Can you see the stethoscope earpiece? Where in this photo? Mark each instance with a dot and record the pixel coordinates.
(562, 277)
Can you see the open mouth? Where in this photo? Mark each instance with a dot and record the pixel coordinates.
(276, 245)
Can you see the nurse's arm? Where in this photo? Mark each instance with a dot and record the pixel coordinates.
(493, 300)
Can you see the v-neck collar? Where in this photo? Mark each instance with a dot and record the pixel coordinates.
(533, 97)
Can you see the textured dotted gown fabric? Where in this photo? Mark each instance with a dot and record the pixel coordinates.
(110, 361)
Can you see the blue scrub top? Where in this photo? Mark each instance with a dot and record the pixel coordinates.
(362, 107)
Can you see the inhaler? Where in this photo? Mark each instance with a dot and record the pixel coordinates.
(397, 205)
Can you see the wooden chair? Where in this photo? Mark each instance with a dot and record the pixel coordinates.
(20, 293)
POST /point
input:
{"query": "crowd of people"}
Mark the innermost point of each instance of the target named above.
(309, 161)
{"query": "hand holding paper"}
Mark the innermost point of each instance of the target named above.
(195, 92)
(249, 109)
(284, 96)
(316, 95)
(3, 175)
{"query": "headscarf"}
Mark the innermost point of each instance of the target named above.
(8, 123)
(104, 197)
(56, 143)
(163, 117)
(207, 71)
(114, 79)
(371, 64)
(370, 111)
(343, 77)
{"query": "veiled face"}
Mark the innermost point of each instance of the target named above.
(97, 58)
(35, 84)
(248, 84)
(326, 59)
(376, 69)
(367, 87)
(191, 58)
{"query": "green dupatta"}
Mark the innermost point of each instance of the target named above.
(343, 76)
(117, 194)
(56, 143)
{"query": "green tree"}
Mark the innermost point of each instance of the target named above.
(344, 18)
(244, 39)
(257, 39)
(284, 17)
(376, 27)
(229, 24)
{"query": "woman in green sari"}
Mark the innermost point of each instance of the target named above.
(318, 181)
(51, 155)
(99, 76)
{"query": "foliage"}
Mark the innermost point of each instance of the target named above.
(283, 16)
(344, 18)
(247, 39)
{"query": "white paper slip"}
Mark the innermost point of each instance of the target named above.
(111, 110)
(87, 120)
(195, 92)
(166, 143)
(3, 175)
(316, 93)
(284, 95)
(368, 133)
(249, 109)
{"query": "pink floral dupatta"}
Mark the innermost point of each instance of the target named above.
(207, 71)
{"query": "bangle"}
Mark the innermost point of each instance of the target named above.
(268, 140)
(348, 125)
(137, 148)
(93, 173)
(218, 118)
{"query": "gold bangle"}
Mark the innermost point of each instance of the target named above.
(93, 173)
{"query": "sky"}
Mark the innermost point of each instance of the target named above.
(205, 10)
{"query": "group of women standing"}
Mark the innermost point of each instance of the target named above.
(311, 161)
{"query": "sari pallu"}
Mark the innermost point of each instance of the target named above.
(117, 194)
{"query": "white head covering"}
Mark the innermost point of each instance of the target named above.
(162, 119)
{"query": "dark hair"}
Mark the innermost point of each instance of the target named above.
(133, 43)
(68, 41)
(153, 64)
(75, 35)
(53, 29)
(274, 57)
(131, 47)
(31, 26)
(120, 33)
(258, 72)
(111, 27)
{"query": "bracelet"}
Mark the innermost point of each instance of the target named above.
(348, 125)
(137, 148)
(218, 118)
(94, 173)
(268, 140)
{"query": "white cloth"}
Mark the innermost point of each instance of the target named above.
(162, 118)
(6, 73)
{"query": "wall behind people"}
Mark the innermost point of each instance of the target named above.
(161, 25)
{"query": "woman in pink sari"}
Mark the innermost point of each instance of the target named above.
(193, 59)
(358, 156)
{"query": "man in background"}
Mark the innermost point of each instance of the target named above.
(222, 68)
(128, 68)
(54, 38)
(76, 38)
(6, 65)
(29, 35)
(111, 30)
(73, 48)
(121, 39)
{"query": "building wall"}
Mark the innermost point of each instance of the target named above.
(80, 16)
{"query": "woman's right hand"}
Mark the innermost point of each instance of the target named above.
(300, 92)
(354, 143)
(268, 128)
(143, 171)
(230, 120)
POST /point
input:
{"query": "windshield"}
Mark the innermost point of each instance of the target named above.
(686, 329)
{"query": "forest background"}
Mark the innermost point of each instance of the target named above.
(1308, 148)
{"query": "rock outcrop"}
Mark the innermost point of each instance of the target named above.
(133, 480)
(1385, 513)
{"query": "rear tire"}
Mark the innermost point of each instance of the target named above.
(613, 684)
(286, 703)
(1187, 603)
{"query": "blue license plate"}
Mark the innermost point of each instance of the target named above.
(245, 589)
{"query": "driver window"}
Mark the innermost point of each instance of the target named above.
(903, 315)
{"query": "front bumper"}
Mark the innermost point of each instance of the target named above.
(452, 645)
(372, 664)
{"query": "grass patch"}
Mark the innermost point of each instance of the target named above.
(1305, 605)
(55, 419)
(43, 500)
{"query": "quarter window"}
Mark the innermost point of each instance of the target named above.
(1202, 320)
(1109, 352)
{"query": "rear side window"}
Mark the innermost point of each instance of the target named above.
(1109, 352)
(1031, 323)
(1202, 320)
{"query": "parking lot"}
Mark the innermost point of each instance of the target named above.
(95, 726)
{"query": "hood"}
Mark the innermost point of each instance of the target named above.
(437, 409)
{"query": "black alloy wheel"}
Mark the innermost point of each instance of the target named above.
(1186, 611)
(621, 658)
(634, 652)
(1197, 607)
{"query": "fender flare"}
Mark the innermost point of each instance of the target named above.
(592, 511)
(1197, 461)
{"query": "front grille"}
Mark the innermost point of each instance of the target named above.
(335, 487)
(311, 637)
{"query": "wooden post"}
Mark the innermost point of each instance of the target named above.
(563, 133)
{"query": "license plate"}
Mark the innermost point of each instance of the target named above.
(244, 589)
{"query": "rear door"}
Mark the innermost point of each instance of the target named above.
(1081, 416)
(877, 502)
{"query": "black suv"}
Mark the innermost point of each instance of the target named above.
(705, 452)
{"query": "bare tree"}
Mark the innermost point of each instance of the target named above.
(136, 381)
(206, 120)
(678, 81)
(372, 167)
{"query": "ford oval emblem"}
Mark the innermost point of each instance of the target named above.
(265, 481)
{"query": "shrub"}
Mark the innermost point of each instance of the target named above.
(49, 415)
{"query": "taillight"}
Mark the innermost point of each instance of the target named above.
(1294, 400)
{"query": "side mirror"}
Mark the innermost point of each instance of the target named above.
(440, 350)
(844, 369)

____

THE PROBLEM = Nothing is to be altered; retype each entry exactly.

TASK RESPONSE =
Can you see the stethoscope earpiece? Where in this photo? Mark each instance with a dot and record the pixel coordinates.
(562, 277)
Can you see the open mouth? Where in this photo? Mark each instance with a dot and record the pixel coordinates.
(276, 245)
Can you see the nurse's arm? Where in this photo? Mark each instance with a dot and record the pixel coordinates.
(493, 300)
Can you see the v-neck collar? Where in this photo? Mark each instance with a dot and record the pixel coordinates.
(533, 97)
Can you see the textured dotted gown fabric? Where in this photo? Mark each instance with a dot and record the pixel coordinates.
(110, 361)
Can you see the blue scrub top? Where in this photo? Mark each instance with a dot and record the pixel coordinates.
(362, 107)
Can you see the inhaler? Where in this photo? Mark each instance with a dot and record the pixel coordinates.
(397, 205)
Can you see the wooden chair? Where in this photo? Mark each instance with a dot and record the pixel coordinates.
(20, 293)
POST /point
input:
{"query": "crowd of people"}
Mark the innermost point of each instance of the target named above.
(309, 161)
{"query": "hand holding paper"}
Mark the innermost point of each instance of the target named above.
(195, 92)
(249, 109)
(284, 96)
(316, 95)
(3, 175)
{"query": "headscarf"}
Mark the innermost point of each instance of the target named above.
(8, 123)
(104, 197)
(56, 143)
(163, 117)
(207, 71)
(114, 79)
(371, 64)
(370, 111)
(343, 77)
{"query": "veiled face"}
Mark the innermost point of each instance of the target named above.
(97, 58)
(35, 84)
(248, 84)
(326, 59)
(376, 69)
(367, 87)
(191, 58)
{"query": "green dupatta"}
Mark the innermost point of each instance of the target named above.
(343, 76)
(117, 194)
(56, 143)
{"query": "green tree"}
Mark the innermost point of each instance of the target named above.
(344, 18)
(244, 39)
(257, 39)
(284, 17)
(376, 27)
(229, 24)
{"query": "woman in green sari"}
Mark the innermost point of each instance of the target named above.
(318, 181)
(51, 155)
(99, 76)
{"query": "foliage"}
Mark the innermost point of each instance of the target named above.
(283, 16)
(344, 18)
(247, 39)
{"query": "white paper slip"}
Mark the innermost point of each instance of the target named above.
(111, 110)
(87, 120)
(195, 92)
(166, 143)
(3, 175)
(316, 93)
(284, 95)
(368, 133)
(249, 109)
{"query": "pink floral dupatta"}
Mark the innermost point of each instance of the target named above.
(207, 71)
{"query": "bangle"}
Mark the innermost point of each instance of the target named above.
(268, 140)
(348, 125)
(137, 148)
(93, 173)
(218, 118)
{"query": "gold bangle"}
Mark the innermost point of each instance of the target named above.
(93, 173)
{"query": "sky"}
Mark the innermost point of each instance of the target named above.
(205, 10)
{"query": "group of women standing"}
Mark the innermost point of each instance of the target named above.
(311, 161)
{"query": "sari pallu"}
Mark the innermost point of each instance of the target named above.
(117, 194)
{"query": "white head covering"}
Mark the innermost point of each instance of the target named above.
(162, 119)
{"query": "dark hair"}
Mark the innermost point of each instance of the target named above.
(133, 43)
(68, 41)
(153, 64)
(75, 35)
(53, 29)
(274, 57)
(131, 47)
(31, 26)
(120, 33)
(258, 72)
(111, 27)
{"query": "bracelet"}
Mark the innermost point of each instance of the target named above.
(348, 125)
(137, 148)
(218, 118)
(94, 173)
(268, 140)
{"query": "white cloth"}
Mark the innermost point of each instance of the target named above.
(162, 118)
(6, 73)
{"query": "wall behind people"}
Mark the innermost point of each instance of the target named above.
(161, 25)
{"query": "woman in pink sari"}
Mark the innermost point of each instance of the target named above.
(193, 59)
(358, 156)
{"query": "man in background"}
Mark the innermost point of each instance of the target named above.
(222, 68)
(128, 68)
(54, 38)
(76, 38)
(6, 65)
(29, 35)
(111, 30)
(73, 48)
(121, 39)
{"query": "building wall"}
Mark the innermost point of each instance of the target named above.
(80, 16)
{"query": "woman's right hand"}
Mark the innermost point of each instance of the target named above.
(300, 92)
(354, 143)
(268, 128)
(143, 171)
(230, 120)
POST /point
input:
{"query": "windshield"}
Mark the innermost point of each instance of the target named above.
(686, 329)
{"query": "forest background"}
Mark the innermost point of each instance of the target named above.
(1308, 148)
{"query": "rock outcrop"}
Mark the innermost point of each instance of the target named above.
(133, 480)
(1385, 513)
{"query": "rear tire"}
Mark the innermost point of each instance of the target named above.
(613, 684)
(286, 703)
(1187, 603)
{"query": "blue license plate"}
Mark the innermost point of each instance of the target named above.
(245, 589)
{"query": "driver window"}
Mark the innermost point of each instance of the target named above.
(903, 315)
{"query": "front bumper"}
Mark the innermost point of each instance of the target named above.
(452, 645)
(372, 664)
{"query": "grass patch"}
Mark the innermost point of each instance of the target named above.
(1305, 605)
(55, 419)
(43, 500)
{"query": "quarter window"}
Mark the innermost point of each instance of the target named above.
(1202, 320)
(1109, 352)
{"query": "rear side window"}
Mark the innermost point of each instance of the target named above.
(1109, 352)
(1031, 323)
(1202, 320)
{"query": "parking lot"}
Mark the innermost point of each instance of the target named above.
(95, 726)
{"query": "hood"}
Mark the innermost point of each instance of the target named above.
(437, 409)
{"query": "black alloy wheel"}
Mark the innermost point of each instance of the target named above.
(1186, 611)
(621, 658)
(634, 652)
(1197, 607)
{"query": "fender flare"}
Mark the innermost point of each instance of the target named above.
(592, 511)
(1197, 461)
{"query": "front grille"}
Mark the innermost point of each instance of the target named above.
(335, 487)
(311, 637)
{"query": "wooden post"}
Mark the innermost point of each instance of the target named above.
(563, 133)
{"query": "license plate"}
Mark the innermost point of each instance of the target named above.
(244, 589)
{"query": "rear door"}
Mark the innermost point of each instance of the target named above.
(1081, 416)
(877, 502)
{"query": "black suv"}
Mark the innermost point of each instance of the target named above.
(705, 452)
{"query": "bare tree"}
Mark the innermost point of each instance of the target named above.
(136, 381)
(206, 120)
(678, 81)
(372, 167)
{"query": "ford oval emblem"}
Mark the innermost point of each instance of the target named above.
(265, 481)
{"query": "shrub"}
Mark the innermost point of each instance of the target named above.
(49, 415)
{"query": "taillight"}
Mark the innermost point of each instance of the target named above.
(1294, 400)
{"query": "side mirror"}
Mark the innermost point of each instance of the target named above.
(440, 350)
(844, 369)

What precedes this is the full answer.